Copy every line of the listing below word for word, leaving out the pictures.

(Extracted data listing)
- - -
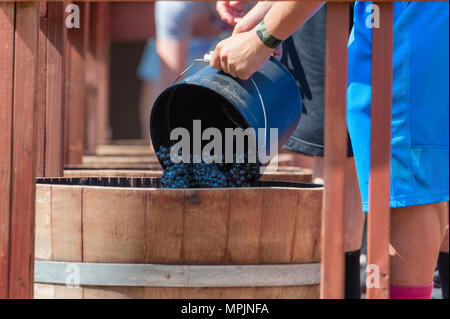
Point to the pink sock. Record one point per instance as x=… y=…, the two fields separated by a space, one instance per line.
x=418 y=292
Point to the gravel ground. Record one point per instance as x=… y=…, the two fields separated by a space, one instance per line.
x=437 y=292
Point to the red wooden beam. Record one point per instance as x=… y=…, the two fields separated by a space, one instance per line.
x=21 y=268
x=7 y=18
x=54 y=132
x=41 y=90
x=380 y=155
x=335 y=134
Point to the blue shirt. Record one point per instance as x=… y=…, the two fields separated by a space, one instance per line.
x=420 y=104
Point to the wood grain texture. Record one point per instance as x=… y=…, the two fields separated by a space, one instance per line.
x=116 y=217
x=24 y=151
x=66 y=203
x=41 y=90
x=43 y=242
x=335 y=136
x=193 y=227
x=380 y=151
x=7 y=19
x=102 y=60
x=54 y=124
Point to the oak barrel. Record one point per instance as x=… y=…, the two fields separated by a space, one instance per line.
x=284 y=173
x=127 y=238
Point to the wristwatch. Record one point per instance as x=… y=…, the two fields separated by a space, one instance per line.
x=265 y=36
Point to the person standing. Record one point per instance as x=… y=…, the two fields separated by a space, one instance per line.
x=419 y=185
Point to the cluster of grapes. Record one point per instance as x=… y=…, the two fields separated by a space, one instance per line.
x=207 y=175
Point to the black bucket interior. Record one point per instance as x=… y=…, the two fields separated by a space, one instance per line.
x=148 y=182
x=180 y=105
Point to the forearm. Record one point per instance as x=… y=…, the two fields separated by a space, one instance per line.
x=284 y=17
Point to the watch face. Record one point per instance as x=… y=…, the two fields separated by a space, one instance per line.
x=265 y=36
x=259 y=33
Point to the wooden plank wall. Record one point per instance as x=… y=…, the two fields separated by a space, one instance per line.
x=18 y=83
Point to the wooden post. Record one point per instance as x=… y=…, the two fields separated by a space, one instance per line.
x=41 y=93
x=380 y=158
x=102 y=59
x=23 y=168
x=7 y=19
x=76 y=88
x=97 y=115
x=50 y=93
x=54 y=128
x=333 y=263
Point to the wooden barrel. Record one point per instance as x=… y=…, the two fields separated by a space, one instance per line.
x=284 y=173
x=131 y=239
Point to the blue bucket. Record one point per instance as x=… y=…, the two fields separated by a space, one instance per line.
x=269 y=99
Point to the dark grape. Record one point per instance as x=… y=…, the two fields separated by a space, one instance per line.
x=203 y=175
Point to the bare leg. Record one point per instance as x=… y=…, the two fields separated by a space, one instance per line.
x=416 y=235
x=444 y=245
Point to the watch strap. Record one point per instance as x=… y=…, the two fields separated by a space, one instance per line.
x=266 y=37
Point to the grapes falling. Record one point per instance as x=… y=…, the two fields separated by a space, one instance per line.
x=204 y=175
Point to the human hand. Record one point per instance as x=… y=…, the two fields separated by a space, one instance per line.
x=230 y=11
x=240 y=55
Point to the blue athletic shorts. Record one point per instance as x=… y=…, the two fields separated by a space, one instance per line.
x=420 y=105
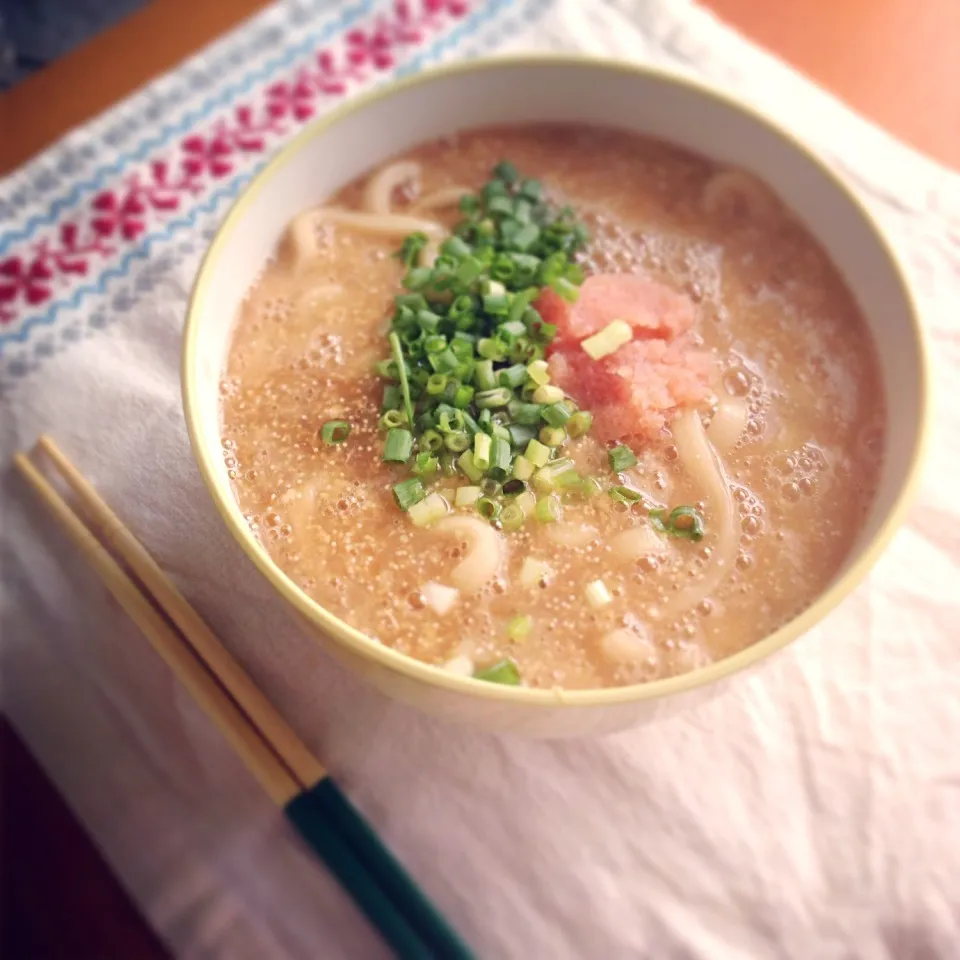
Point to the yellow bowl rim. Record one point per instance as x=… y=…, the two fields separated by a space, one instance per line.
x=358 y=642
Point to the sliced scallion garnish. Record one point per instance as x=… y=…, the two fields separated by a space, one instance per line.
x=504 y=671
x=470 y=391
x=334 y=432
x=621 y=458
x=682 y=522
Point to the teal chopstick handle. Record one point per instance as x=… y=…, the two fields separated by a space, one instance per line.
x=402 y=889
x=323 y=838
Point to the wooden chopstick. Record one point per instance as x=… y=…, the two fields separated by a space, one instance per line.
x=292 y=777
x=259 y=759
x=264 y=716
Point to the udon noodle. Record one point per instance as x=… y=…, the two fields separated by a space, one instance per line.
x=732 y=416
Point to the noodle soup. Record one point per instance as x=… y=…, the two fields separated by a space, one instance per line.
x=648 y=452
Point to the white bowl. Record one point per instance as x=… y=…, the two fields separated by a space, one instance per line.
x=368 y=130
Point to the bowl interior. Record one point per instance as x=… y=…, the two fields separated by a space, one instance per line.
x=336 y=149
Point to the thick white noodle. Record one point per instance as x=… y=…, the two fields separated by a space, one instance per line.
x=728 y=424
x=485 y=552
x=703 y=466
x=571 y=534
x=636 y=542
x=378 y=194
x=633 y=648
x=302 y=232
x=736 y=193
x=444 y=197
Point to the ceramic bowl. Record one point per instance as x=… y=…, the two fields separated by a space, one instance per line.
x=368 y=130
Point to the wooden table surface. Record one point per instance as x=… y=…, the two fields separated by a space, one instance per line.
x=893 y=60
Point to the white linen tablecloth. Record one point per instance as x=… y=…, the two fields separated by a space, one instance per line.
x=811 y=811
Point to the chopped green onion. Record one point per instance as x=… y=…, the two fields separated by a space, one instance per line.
x=556 y=414
x=504 y=672
x=553 y=436
x=399 y=445
x=523 y=468
x=426 y=465
x=467 y=496
x=488 y=509
x=393 y=418
x=597 y=594
x=537 y=453
x=538 y=372
x=548 y=394
x=521 y=434
x=445 y=362
x=457 y=442
x=431 y=441
x=500 y=454
x=498 y=397
x=512 y=517
x=402 y=375
x=489 y=487
x=391 y=397
x=483 y=375
x=683 y=522
x=623 y=494
x=334 y=432
x=436 y=383
x=548 y=510
x=467 y=346
x=527 y=502
x=481 y=451
x=463 y=396
x=469 y=468
x=513 y=377
x=621 y=458
x=579 y=424
x=408 y=492
x=429 y=510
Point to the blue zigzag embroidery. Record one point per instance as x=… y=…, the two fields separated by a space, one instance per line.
x=62 y=204
x=489 y=11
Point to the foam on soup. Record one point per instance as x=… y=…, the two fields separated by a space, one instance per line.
x=779 y=456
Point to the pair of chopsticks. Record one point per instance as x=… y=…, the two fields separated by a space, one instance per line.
x=272 y=752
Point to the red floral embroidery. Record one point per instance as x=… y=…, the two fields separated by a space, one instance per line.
x=118 y=216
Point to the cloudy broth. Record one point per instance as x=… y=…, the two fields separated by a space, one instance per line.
x=789 y=351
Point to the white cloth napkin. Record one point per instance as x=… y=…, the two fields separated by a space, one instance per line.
x=811 y=811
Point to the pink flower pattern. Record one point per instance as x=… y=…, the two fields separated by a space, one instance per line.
x=115 y=218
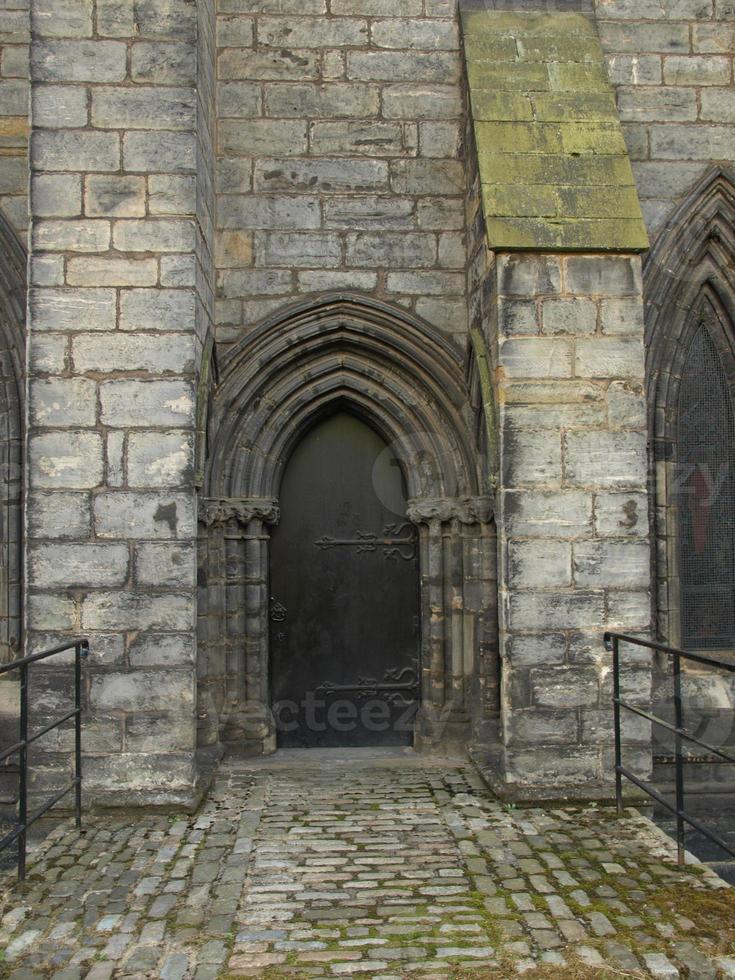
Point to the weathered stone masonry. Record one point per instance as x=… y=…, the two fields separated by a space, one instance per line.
x=203 y=174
- - -
_SOLUTION FOR THIS TASK_:
Point to the pink sock. Record one point per instance as x=… y=…, the two fields separated by a space, one instance per line.
x=418 y=292
Point to the gravel ground. Record one point per instance as x=… y=…, the two fields separated by a space, one instance per line.
x=437 y=292
Point to the red wooden beam. Record one point per instance as x=… y=…, the two fields separated by a space, one instance per line.
x=21 y=268
x=7 y=18
x=54 y=132
x=41 y=90
x=380 y=155
x=335 y=134
Point to the blue shirt. Record one point per instance as x=… y=…, the two fields separated by a space, one instance per line.
x=420 y=104
Point to the wood grain texture. Record one point per instance as x=… y=…, the two fields separated by a space, one instance per line.
x=116 y=217
x=24 y=151
x=66 y=203
x=41 y=90
x=43 y=242
x=335 y=136
x=193 y=227
x=380 y=151
x=7 y=19
x=102 y=60
x=54 y=124
Point to the oak barrel. Record one point per instance as x=… y=…, the two fields separated by a space, one instance per line.
x=284 y=173
x=127 y=238
Point to the wristwatch. Record one point per instance as x=… y=…, the two fields separated by a space, one instance per line.
x=265 y=36
Point to the person standing. Record one point per instance as x=… y=…, the two fields separated by a space, one instance per line.
x=419 y=185
Point to the cluster of grapes. Record one point per instance as x=… y=…, the two fields separated by a space, one instance per line.
x=207 y=175
Point to the black bucket interior. Record one point per instance as x=… y=…, the two fields separated by a space, one instance per line.
x=148 y=182
x=180 y=105
Point to the forearm. Record one point per instance as x=… y=…, the two fields separated by a space, one instance per line.
x=284 y=17
Point to the watch face. Record one point per instance as x=… y=…, the two fields separated by a space, one instance per line.
x=265 y=36
x=259 y=33
Point to the wooden plank wall. Record one point per instance as x=… y=…, the two fields separated by a space, one instance per line.
x=18 y=83
Point to the wooden post. Record one point per instance as x=… y=…, the two fields separated by a space, one instance per line.
x=41 y=93
x=380 y=158
x=102 y=59
x=23 y=168
x=7 y=19
x=76 y=88
x=97 y=115
x=50 y=93
x=54 y=128
x=333 y=263
Point to the wooden barrel. Record one point per instance as x=… y=…, the two fields separated by a space, one instance per line.
x=284 y=173
x=131 y=239
Point to the blue bucket. Record one point per instance as x=… y=…, the two fields separated by a space, one instance per line.
x=269 y=99
Point to the dark grape. Record one point per instance as x=… y=…, the two fields separated by a space, one instance per line.
x=203 y=175
Point to the bare leg. Record one point per instance as x=… y=…, the two fields separated by a space, one instance per line.
x=416 y=235
x=444 y=245
Point to the watch strap. Record one point per instance as x=… y=…, the two fields separated by a space, one instance per line.
x=266 y=37
Point to the grapes falling. Record one point per instance as x=… y=…, the two fields separated by a space, one instance per line.
x=204 y=175
Point to the human hand. Record one point per instance as x=… y=…, the two fields separated by a space, one instance per line.
x=230 y=11
x=240 y=55
Point to the blue athletic shorts. Record one point per instance as x=… y=…, the two fields separated by a space, one instance per line.
x=420 y=105
Point to the yellow bowl rim. Record one point per instance as x=… y=…, the two fields separated by a space, one instance per line.
x=358 y=642
Point to the sliced scallion garnish. Record one point per instance as x=… y=…, the two fields separated by a space, one instance per line.
x=504 y=671
x=470 y=391
x=334 y=432
x=621 y=458
x=682 y=522
Point to the teal chopstick handle. Record one point per instance as x=… y=…, the two fields separated by a space, one instance per line.
x=402 y=889
x=323 y=838
Point to the wooden chopstick. Record one point per instance as x=… y=…, the two fields separated by a space, one instance per line.
x=292 y=777
x=259 y=759
x=264 y=716
Point to the udon noodle. Record one point per instance as x=… y=…, the two fields separated by a space, one instance per line.
x=732 y=416
Point to the noodle soup. Record one point per instance as x=… y=…, the two fields separated by a space, one instance per line.
x=648 y=452
Point to the white bowl. Record one point per instance as x=… y=…, the two fields separated by a space, one instance per line.
x=368 y=130
Point to the bowl interior. Record one point per instance as x=… y=…, the two fields separated by a space, one instance per line.
x=336 y=149
Point to the thick white noodle. Record one point per instance as x=… y=…, the two fields separated by a space, one instance per line.
x=728 y=424
x=485 y=552
x=703 y=466
x=571 y=534
x=636 y=542
x=378 y=194
x=633 y=648
x=302 y=232
x=736 y=193
x=444 y=197
Point to the ceramic bowl. Record one point per instance as x=… y=…, the two fields separated by a space, one instance per line.
x=368 y=130
Point to the wooden table surface. Record one point per instance as x=… y=…, the two fields separated by a space, one instance per line.
x=893 y=60
Point to the white linen tablecloth. Record one point per instance as x=… y=…, the two fields separated by a space, one instance per line.
x=811 y=811
Point to the chopped green onion. Record one point per instance as x=… y=…, the two fields separated by a space, one instance per line.
x=556 y=414
x=504 y=672
x=553 y=436
x=399 y=445
x=523 y=468
x=426 y=465
x=467 y=496
x=488 y=509
x=393 y=418
x=597 y=594
x=537 y=453
x=538 y=372
x=548 y=394
x=521 y=434
x=445 y=362
x=457 y=442
x=431 y=441
x=500 y=454
x=498 y=397
x=512 y=517
x=402 y=375
x=489 y=487
x=391 y=397
x=483 y=375
x=683 y=522
x=623 y=494
x=334 y=432
x=436 y=383
x=548 y=510
x=467 y=346
x=527 y=502
x=481 y=451
x=463 y=396
x=469 y=468
x=513 y=377
x=621 y=458
x=579 y=424
x=408 y=492
x=429 y=510
Point to the blue zigzag embroidery. Record one point per instance as x=… y=…, the two fields separated by a space, one instance per line.
x=62 y=204
x=489 y=11
Point to the foam on soup. Record one point per instance as x=… y=…, the two fields separated by a space, one instance per line.
x=779 y=456
Point to the pair of chopsticks. Record one point per instance as x=… y=…, the two fields separated by a space, one instance per line.
x=272 y=752
Point to the red floral embroidery. Record one point per instance as x=… y=…, the two fields separated by a space, one instance per line.
x=118 y=216
Point to the cloudy broth. Record one point per instance as x=… y=…, the two fields separated by a space, one instance per line.
x=789 y=351
Point to the white cloth napkin. Record one point per instance as x=… y=…, the two fields separated by a space, one instance per line.
x=811 y=811
Point to the pink flower pattern. Record one point per instance as x=… y=…, the two fields separated by a space, one instance per line.
x=115 y=218
Point to the weathered stone masonry. Record one point per instance as x=… y=…, the two fields separated by a space, one instance per line.
x=203 y=174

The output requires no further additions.